Extract provided -
Monthly Archives: January 2018

Each of us has been faced with the problem of searching for information more than once. Irregardless of the data source we are using (Internet, file system on our hard drive, data base or a global information system of a big company) the problems can be multiple and include the physical volume of the data base searched, the information being unstructured, different file types and also the complexity of accurately wording the search query. We have already reached the stage when the amount of data on one single PC is comparable to the amount of text data stored in a proper library. And as to the unstructured data flows, in future they are only going to increase, and at a very rapid tempo. If for an average user this might be just a minor misfortune, for a big company absence of control over information can mean significant problems. So the necessity to create search systems and technologies simplifying and accelerating access to the necessary information, originated long ago. Such systems are numerous and moreover not every one of them is based on a unique technology. And the task of choosing the right one depends directly on the specific tasks to be solved in the future. While the demand for the perfect data searching and processing tools is steadily growing let's consider the state of affairs with the supply side.

Not going deeply into the various peculiarities of the technology, all the searching programs and systems can be divided into three groups. These are: global Internet systems, turnkey business solutions (corporate data searching and processing technologies) and simple phrasal or file search on a local computer. Different directions presumably mean different solutions.

Local search

Everything is clear about search on a local PC. It's not remarkable for any particular functionality features accept for the choice of file type (media, text etc.) and the search destination. Just enter the name of the searched file (or part of text, for example in the Word format) and that's it. The speed and result depend fully on the text entered into the query line. There is zero intellectuality in this: simply looking through the available files to define their relevance. This is in its sense explicable: what's the use of creating a sophisticated system for such uncomplicated needs.

Exercise tasks -
[A] Answer these about the post on search systems:
(i) Into how many groups can all the searching programs and systems be divided?
(ii) For search on a local PC, what do the speed and result depend on?
(iii) What is the amount of data on one single PC said to be comparable to?
[B] Please translate this sentence from the post on search systems into Spanish: "Different directions presumably mean different solutions."
The items aren't needed for anything here.

Entries shown -
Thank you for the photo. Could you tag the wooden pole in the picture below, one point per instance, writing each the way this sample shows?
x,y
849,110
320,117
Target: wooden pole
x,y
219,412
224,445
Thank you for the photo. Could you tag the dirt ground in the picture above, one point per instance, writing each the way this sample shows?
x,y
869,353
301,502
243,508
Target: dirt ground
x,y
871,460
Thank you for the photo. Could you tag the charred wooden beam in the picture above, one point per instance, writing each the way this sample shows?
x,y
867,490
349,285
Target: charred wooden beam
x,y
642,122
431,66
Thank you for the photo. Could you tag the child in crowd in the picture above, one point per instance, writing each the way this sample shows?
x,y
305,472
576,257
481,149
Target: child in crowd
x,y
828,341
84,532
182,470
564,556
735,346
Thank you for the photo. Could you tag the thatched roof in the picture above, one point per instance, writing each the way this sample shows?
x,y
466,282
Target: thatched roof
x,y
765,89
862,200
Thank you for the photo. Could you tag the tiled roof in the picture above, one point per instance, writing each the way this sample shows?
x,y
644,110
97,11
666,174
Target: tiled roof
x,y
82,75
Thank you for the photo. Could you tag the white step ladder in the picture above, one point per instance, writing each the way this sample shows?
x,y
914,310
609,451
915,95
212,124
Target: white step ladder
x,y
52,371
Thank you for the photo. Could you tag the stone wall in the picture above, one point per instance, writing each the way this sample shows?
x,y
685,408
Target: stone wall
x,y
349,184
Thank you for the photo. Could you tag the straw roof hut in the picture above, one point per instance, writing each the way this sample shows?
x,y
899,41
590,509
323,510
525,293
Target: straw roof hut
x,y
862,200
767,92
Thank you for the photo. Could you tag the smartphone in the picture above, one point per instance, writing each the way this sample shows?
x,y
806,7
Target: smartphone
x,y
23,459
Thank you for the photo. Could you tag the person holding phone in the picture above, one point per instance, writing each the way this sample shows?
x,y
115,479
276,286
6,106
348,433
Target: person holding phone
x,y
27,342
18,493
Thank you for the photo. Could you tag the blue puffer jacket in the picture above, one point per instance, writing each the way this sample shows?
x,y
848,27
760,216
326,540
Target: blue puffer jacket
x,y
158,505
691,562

Answers in order -
[A]
(i) Three.
(ii) The text entered into the query line.
(iii) The amount of text data stored in a proper library.

[B] Presumiblemente, direcciones distintas implican soluciones distintas.